▸ What is expected
Wherever a line in the records contains the word "rough", return that line.

Collected data entries
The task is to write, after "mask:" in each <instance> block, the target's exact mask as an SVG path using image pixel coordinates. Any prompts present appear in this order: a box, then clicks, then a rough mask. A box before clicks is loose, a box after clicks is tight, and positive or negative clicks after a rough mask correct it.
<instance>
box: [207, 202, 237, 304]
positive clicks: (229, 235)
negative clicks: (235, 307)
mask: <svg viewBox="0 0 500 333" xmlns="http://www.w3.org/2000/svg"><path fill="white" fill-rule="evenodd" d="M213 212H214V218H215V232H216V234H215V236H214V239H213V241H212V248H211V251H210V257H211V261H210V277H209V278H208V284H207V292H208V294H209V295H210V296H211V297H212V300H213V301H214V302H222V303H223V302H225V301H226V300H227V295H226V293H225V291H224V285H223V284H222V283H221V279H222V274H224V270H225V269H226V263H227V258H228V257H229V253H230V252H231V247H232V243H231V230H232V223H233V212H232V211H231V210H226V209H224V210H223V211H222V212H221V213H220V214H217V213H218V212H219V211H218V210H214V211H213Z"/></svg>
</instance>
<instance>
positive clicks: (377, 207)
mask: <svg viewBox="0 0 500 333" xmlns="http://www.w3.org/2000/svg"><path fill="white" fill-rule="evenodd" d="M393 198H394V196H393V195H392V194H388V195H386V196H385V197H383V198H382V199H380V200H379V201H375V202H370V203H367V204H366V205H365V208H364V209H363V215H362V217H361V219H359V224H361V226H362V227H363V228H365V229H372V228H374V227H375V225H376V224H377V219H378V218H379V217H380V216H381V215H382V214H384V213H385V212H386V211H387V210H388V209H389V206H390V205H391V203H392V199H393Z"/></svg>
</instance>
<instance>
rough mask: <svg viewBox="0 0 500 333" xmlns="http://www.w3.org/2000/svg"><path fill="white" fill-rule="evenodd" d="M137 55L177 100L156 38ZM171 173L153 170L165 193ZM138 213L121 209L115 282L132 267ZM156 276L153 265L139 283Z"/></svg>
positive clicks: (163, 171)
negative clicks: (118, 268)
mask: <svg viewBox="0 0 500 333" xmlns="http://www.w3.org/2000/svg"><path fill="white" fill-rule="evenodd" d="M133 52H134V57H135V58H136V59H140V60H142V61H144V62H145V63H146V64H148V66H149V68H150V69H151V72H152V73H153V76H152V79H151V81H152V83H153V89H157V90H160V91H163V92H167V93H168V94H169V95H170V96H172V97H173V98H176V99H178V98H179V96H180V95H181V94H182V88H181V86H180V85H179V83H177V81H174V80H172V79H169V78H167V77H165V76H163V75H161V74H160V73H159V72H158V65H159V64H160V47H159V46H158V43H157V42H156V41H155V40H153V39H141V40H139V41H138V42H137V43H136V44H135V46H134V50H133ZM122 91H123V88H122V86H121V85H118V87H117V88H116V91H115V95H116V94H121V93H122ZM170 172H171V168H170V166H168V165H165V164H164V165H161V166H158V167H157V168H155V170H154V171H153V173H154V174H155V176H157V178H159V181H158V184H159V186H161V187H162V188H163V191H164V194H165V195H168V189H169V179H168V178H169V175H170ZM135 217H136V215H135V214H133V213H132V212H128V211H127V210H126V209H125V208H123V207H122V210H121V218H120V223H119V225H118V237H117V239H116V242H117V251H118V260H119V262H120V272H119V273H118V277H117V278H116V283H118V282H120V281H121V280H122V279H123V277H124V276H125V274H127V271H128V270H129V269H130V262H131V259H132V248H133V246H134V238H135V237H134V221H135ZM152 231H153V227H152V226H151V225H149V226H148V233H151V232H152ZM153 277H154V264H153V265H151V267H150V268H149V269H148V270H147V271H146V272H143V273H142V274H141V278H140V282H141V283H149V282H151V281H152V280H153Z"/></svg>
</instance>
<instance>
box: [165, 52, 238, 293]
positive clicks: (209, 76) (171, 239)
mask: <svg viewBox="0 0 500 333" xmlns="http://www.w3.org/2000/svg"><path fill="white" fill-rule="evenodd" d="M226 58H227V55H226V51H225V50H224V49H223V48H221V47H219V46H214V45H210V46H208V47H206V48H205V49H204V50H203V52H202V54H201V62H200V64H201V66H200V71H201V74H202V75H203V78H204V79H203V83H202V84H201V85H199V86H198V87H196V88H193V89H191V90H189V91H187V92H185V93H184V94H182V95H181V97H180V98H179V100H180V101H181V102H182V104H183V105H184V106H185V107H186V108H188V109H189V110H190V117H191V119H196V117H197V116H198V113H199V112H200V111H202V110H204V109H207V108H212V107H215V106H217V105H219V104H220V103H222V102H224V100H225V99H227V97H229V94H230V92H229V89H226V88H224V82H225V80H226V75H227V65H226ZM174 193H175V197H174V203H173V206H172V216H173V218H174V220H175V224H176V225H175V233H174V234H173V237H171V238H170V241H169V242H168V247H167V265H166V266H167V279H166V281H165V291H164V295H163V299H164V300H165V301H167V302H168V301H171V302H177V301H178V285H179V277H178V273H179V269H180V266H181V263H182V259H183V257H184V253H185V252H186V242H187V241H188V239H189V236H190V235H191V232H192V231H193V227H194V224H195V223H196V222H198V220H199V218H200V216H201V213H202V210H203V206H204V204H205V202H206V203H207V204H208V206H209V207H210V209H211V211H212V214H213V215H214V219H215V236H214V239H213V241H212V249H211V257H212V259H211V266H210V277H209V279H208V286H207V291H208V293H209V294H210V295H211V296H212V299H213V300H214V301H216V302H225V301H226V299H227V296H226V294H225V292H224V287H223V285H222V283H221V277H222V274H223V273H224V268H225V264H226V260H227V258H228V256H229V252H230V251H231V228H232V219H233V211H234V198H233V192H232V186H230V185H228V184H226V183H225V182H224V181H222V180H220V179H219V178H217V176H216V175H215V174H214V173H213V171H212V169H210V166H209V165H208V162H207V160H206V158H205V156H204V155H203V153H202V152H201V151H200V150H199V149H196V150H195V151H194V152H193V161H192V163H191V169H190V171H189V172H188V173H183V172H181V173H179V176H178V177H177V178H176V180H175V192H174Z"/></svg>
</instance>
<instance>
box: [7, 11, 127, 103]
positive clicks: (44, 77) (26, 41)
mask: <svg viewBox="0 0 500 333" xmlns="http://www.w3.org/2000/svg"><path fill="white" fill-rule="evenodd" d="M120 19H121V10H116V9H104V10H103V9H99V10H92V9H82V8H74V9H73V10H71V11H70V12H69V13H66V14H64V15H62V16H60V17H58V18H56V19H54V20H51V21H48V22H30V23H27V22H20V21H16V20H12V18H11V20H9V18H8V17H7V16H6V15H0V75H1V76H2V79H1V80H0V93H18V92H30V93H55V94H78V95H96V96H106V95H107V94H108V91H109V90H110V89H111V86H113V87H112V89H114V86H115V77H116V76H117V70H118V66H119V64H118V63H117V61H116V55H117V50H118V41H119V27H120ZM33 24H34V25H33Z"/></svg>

▸ Response to the exercise
The task is to write, after "mask:" in each <instance> block, the target's exact mask as an SVG path using image pixel coordinates. Any prompts present appear in this order: a box, then clicks, then a rough mask. A box before clicks is loose, a box after clicks is tight, and positive or negative clicks after a rough mask correct it.
rough mask: <svg viewBox="0 0 500 333" xmlns="http://www.w3.org/2000/svg"><path fill="white" fill-rule="evenodd" d="M137 55L177 100L156 38ZM171 173L153 170L165 193ZM138 213L121 209L115 282L132 267ZM156 276L153 265L139 283Z"/></svg>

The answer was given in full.